(ENTRIES)
-------------------------

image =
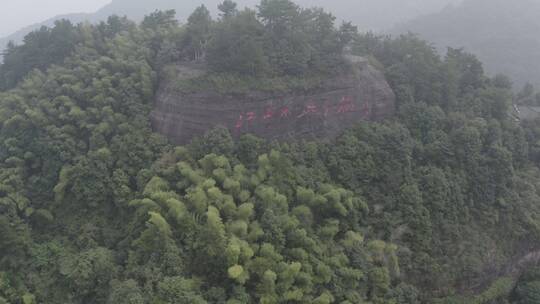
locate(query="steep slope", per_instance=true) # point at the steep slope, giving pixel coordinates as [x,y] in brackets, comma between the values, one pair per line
[503,34]
[337,103]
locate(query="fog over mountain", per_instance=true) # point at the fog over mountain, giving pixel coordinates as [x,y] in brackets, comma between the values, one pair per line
[367,14]
[502,33]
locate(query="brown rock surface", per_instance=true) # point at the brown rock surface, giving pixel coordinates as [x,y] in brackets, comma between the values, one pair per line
[341,102]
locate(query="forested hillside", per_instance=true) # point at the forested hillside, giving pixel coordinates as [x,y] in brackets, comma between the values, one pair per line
[503,34]
[439,204]
[367,14]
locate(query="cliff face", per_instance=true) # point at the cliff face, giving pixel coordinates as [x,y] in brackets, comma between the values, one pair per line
[339,103]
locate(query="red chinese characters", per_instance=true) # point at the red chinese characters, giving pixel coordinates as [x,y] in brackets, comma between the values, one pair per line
[268,114]
[250,116]
[309,109]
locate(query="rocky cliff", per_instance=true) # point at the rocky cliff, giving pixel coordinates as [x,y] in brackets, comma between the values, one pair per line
[339,103]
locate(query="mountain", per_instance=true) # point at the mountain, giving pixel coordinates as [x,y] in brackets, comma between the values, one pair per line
[503,34]
[438,204]
[367,14]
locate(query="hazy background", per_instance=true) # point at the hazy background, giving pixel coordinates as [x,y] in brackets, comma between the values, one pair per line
[16,14]
[372,14]
[502,33]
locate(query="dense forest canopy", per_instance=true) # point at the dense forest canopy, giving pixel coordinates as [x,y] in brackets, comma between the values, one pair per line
[428,207]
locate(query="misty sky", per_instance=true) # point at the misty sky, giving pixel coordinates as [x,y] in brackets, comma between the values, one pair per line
[16,14]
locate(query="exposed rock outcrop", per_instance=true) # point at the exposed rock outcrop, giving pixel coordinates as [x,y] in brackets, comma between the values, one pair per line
[340,102]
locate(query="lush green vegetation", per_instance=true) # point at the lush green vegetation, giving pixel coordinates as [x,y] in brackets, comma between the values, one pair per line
[98,209]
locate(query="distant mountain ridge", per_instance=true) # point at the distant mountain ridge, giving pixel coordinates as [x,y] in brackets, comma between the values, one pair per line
[503,34]
[382,13]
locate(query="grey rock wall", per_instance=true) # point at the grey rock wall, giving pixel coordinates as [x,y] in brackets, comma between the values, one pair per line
[340,103]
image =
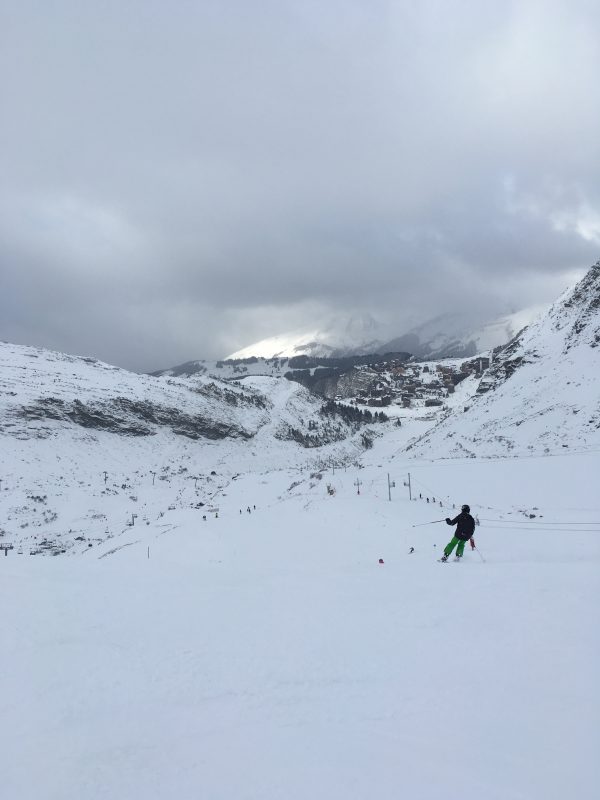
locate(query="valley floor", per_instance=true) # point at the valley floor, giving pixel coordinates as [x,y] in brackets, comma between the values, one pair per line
[267,654]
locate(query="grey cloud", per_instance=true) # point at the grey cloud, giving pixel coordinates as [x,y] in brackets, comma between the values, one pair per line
[180,181]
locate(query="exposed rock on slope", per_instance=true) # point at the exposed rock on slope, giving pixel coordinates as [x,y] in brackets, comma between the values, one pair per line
[543,389]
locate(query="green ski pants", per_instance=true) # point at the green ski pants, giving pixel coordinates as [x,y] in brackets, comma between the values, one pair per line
[452,544]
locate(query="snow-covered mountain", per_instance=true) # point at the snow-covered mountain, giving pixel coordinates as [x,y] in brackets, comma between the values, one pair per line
[542,392]
[456,335]
[82,442]
[462,335]
[358,335]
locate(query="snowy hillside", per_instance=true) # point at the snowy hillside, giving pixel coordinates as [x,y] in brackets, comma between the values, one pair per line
[247,602]
[462,335]
[84,445]
[459,335]
[543,388]
[265,653]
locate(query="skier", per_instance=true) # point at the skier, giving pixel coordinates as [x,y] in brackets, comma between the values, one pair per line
[465,527]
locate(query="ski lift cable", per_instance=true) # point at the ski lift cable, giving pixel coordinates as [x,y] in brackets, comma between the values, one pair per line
[542,530]
[536,522]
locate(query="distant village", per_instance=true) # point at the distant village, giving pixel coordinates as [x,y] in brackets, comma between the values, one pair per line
[403,383]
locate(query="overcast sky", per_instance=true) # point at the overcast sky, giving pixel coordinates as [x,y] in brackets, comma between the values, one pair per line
[180,178]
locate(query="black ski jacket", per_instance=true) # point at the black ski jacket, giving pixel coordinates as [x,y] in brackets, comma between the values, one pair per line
[465,527]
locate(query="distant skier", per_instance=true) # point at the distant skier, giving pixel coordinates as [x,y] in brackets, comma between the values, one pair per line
[465,527]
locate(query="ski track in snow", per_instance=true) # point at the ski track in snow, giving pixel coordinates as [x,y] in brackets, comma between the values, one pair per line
[241,639]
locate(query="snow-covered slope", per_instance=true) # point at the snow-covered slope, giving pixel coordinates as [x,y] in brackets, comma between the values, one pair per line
[543,388]
[83,444]
[455,335]
[462,335]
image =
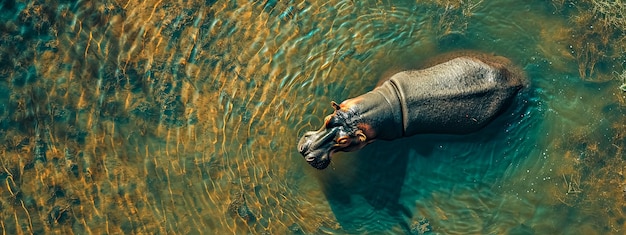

-------------------------

(WORK TO COMPLETE) Output these lines as a JSON list of strings with one string per line, leaving out blank lines and the pictures.

(FINISHED EXERCISE)
[
  "image =",
  "locate(query=\"steep slope\", per_instance=true) # point at the steep slope, giving pixel coordinates as [x,y] in brackets, comma between the values, one pair per line",
  "[503,34]",
  "[337,103]",
  "locate(query=\"fog over mountain\", per_instance=true) # point at the fog over mountain, giving pixel coordinates as [x,y] in brackets, comma between the values, one pair per line",
  "[367,14]",
  "[502,33]",
  "locate(query=\"brown rock surface\", per_instance=true) # point at the brown rock surface, giving pixel coordinates as [x,y] in brackets, comma between the values, one pair per line",
  "[341,102]",
  "locate(query=\"forested hillside\", per_instance=true) # point at the forested hillside, giving pixel coordinates as [x,y] in brackets, comma between the values, one pair per line",
  "[503,34]",
  "[439,204]",
  "[367,14]",
  "locate(query=\"cliff face\", per_instance=true) # point at the cliff face, giving pixel coordinates as [x,y] in brackets, comma between the values, one pair per line",
  "[339,103]",
  "locate(query=\"red chinese characters\", per_instance=true) # point at the red chinese characters, giving pixel coordinates as [x,y] in brackets, comma between the values, one pair per line",
  "[268,114]",
  "[250,116]",
  "[309,109]",
  "locate(query=\"rocky cliff\", per_instance=true) # point at the rocky cliff, giving pixel coordinates as [x,y] in brackets, comma between the values, one pair per line",
  "[339,103]",
  "locate(query=\"mountain\", per_instance=true) # point at the mountain, giving pixel coordinates as [x,y] in brackets, comma between the values, one pair per line",
  "[503,34]",
  "[438,204]",
  "[367,14]",
  "locate(query=\"hazy background\", per_instance=true) # point at the hazy background, giving pixel coordinates as [x,y] in brackets, comma between the values, one pair per line",
  "[16,14]",
  "[372,14]",
  "[502,33]",
  "locate(query=\"dense forest canopy\", per_instance=true) # point at the dense forest canopy, giving pixel coordinates as [x,y] in brackets, comma between the values, one pair per line",
  "[428,207]",
  "locate(query=\"misty sky\", per_instance=true) # point at the misty sky, giving pixel coordinates as [x,y] in brackets, comma between the values, one pair per line",
  "[16,14]",
  "locate(query=\"exposed rock outcrop\", per_instance=true) # point at the exposed rock outcrop, giving pixel coordinates as [x,y] in brackets, comma between the values, one pair per line",
  "[340,102]",
  "locate(query=\"lush green vegetation\", per_instance=true) # point at the lush green vegetation, giving pixel coordinates as [x,y] in brackets, comma between the values, one pair per line",
  "[98,209]",
  "locate(query=\"distant mountain ridge\", per_instance=true) # point at the distant mountain ridge, giving pixel coordinates as [x,y] in brackets, comma between the values, one pair per line",
  "[503,34]",
  "[382,13]",
  "locate(query=\"grey rock wall\", per_instance=true) # point at the grey rock wall, giving pixel coordinates as [x,y] in brackets, comma between the values, one pair per line",
  "[340,103]",
  "image =",
  "locate(query=\"valley floor\", per_instance=true) # point at the valley floor, giving pixel coordinates as [x,y] in brackets, comma between the values, one pair per line",
  "[267,654]",
  "locate(query=\"grey cloud\", per_instance=true) # point at the grey cloud, giving pixel coordinates as [x,y] in brackets, comma between the values, one pair per line",
  "[180,181]",
  "locate(query=\"exposed rock on slope\", per_instance=true) # point at the exposed rock on slope, giving pixel coordinates as [x,y] in brackets, comma between the values, one pair per line",
  "[543,389]",
  "locate(query=\"green ski pants\", per_instance=true) # point at the green ski pants, giving pixel coordinates as [x,y] in brackets, comma between the values, one pair per line",
  "[452,544]",
  "locate(query=\"snow-covered mountain\", per_instance=true) # point at the snow-covered mountain, giving pixel coordinates as [x,y] in brackets, comma between the values, one pair per line",
  "[542,392]",
  "[456,335]",
  "[82,442]",
  "[462,335]",
  "[358,335]",
  "locate(query=\"snowy hillside\", per_instance=true) # point at the snowy hillside, giving pixel coordinates as [x,y] in brackets, comma between the values, one pair per line",
  "[247,602]",
  "[462,335]",
  "[84,445]",
  "[459,335]",
  "[543,388]",
  "[265,653]",
  "locate(query=\"skier\", per_instance=true) # point at the skier, giving pixel coordinates as [x,y] in brackets, comma between the values, one pair per line",
  "[465,527]",
  "locate(query=\"ski lift cable\", per_instance=true) # point at the ski lift cable, giving pixel coordinates as [x,y] in brackets, comma between the values, one pair per line",
  "[542,530]",
  "[536,522]",
  "locate(query=\"distant village\", per_instance=true) # point at the distant village, giving pixel coordinates as [x,y] in brackets, comma between the values, one pair per line",
  "[403,383]",
  "locate(query=\"overcast sky\", per_instance=true) # point at the overcast sky, giving pixel coordinates as [x,y] in brackets, comma between the values, one pair per line",
  "[180,178]",
  "locate(query=\"black ski jacket\", per_instance=true) # point at the black ski jacket, giving pixel coordinates as [x,y] in brackets, comma between the values, one pair per line",
  "[465,527]",
  "locate(query=\"distant skier\", per_instance=true) # point at the distant skier, giving pixel coordinates as [x,y] in brackets, comma between the values, one pair per line",
  "[465,527]",
  "locate(query=\"ski track in snow\", per_instance=true) # point at the ski track in snow, giving pixel coordinates as [x,y] in brackets, comma between the values, one pair per line",
  "[241,639]",
  "locate(query=\"snow-covered slope\", per_instance=true) # point at the snow-covered slope, giving pixel coordinates as [x,y] in brackets, comma between the values, one pair per line",
  "[543,388]",
  "[83,444]",
  "[455,335]",
  "[462,335]",
  "image ="
]